*TESTO SELEZIONATO:*
......
Ci spiega meglio il concetto della divisione del reparto? "Il pronto soccorso ‘ordinario’, quello che si occupa di tutti gli altri casi, resta al suo posto, ma quel tipo di attività si è notevolmente ristretta. In contemporanea è stato adottato un percorso ‘Coronavirus’ che parte dalla ‘camera calda’ (dove arrivano le ambulanze coi pazienti, ndr) e arriva all’area box, ora trasformata nella degenza per i pazienti sospetti da Covid-19".

A livello pratico cos’è cambiato nel lavoro quotidiano dei turni? "Tutto, specie se si è destinati alla cosiddetta ‘Zona rossa’ dove l’attività è diversa da quella ordinaria".
......
*DATI IN INGRESSO:*
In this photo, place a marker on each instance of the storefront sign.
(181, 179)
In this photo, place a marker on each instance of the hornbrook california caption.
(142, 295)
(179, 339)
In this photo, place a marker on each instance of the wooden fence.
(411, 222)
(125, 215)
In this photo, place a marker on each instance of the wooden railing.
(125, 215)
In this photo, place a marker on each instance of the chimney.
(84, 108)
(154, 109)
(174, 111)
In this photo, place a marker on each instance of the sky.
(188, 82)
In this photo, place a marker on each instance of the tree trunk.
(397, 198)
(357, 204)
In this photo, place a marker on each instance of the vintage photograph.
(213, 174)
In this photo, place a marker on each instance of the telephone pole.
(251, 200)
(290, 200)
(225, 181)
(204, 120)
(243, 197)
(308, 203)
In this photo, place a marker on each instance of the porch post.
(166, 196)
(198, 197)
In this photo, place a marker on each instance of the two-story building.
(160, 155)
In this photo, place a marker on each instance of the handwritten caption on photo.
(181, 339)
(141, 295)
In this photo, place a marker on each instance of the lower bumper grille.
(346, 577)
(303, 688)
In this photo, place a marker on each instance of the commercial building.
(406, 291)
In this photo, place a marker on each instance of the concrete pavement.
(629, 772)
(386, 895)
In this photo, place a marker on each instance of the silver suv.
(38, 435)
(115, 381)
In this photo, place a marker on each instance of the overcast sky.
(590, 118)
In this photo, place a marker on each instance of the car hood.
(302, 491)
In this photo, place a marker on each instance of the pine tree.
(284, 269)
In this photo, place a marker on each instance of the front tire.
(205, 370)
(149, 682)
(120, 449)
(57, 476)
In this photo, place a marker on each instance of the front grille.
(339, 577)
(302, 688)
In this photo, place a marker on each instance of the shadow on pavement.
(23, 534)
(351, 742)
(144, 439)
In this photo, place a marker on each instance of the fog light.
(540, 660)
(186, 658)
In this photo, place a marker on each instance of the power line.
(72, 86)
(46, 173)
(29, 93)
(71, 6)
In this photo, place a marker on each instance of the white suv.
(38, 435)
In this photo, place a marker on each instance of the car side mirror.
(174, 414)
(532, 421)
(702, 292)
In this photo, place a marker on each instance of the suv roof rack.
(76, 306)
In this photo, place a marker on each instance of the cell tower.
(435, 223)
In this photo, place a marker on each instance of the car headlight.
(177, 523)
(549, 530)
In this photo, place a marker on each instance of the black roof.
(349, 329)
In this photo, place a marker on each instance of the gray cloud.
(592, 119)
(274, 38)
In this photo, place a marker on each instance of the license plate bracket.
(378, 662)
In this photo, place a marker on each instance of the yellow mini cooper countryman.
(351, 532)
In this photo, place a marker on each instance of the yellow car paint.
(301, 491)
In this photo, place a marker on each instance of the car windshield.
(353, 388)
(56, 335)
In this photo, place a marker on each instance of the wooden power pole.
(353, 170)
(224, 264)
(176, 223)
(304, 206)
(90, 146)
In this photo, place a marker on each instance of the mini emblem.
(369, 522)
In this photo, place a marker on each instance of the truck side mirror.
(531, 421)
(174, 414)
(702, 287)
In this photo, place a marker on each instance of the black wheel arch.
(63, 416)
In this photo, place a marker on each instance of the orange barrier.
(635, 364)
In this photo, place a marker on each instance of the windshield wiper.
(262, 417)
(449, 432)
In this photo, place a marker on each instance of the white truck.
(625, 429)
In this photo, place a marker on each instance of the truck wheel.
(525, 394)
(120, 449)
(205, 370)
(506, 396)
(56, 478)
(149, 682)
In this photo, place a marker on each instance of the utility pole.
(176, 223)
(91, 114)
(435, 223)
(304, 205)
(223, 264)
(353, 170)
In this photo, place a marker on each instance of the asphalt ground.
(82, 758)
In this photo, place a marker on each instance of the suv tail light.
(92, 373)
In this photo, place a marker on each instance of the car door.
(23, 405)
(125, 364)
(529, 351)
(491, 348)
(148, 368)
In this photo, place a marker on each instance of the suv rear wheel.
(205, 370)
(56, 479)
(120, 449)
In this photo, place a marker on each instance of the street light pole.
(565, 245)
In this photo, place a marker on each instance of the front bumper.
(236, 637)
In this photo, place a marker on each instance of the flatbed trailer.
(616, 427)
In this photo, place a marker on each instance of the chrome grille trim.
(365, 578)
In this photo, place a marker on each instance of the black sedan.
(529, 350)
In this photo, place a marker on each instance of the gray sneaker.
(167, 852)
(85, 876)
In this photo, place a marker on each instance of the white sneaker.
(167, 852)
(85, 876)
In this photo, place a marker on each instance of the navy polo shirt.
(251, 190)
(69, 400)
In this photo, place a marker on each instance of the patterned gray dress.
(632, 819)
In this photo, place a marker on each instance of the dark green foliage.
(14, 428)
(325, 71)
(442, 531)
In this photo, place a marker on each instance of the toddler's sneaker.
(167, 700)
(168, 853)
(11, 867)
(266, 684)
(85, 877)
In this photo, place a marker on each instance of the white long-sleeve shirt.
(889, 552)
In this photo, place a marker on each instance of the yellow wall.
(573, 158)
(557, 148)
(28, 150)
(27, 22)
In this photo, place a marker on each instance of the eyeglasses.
......
*IL TUO OBIETTIVO:* Per favore, riproduci integralmente il testo selezionato, senza cambiare nulla. Le voci non servono per svolgere il compito.

*SEZIONE RISPOSTA:*
Ci spiega meglio il concetto della divisione del reparto? "Il pronto soccorso ‘ordinario’, quello che si occupa di tutti gli altri casi, resta al suo posto, ma quel tipo di attività si è notevolmente ristretta. In contemporanea è stato adottato un percorso ‘Coronavirus’ che parte dalla ‘camera calda’ (dove arrivano le ambulanze coi pazienti, ndr) e arriva all’area box, ora trasformata nella degenza per i pazienti sospetti da Covid-19".

A livello pratico cos’è cambiato nel lavoro quotidiano dei turni? "Tutto, specie se si è destinati alla cosiddetta ‘Zona rossa’ dove l’attività è diversa da quella ordinaria".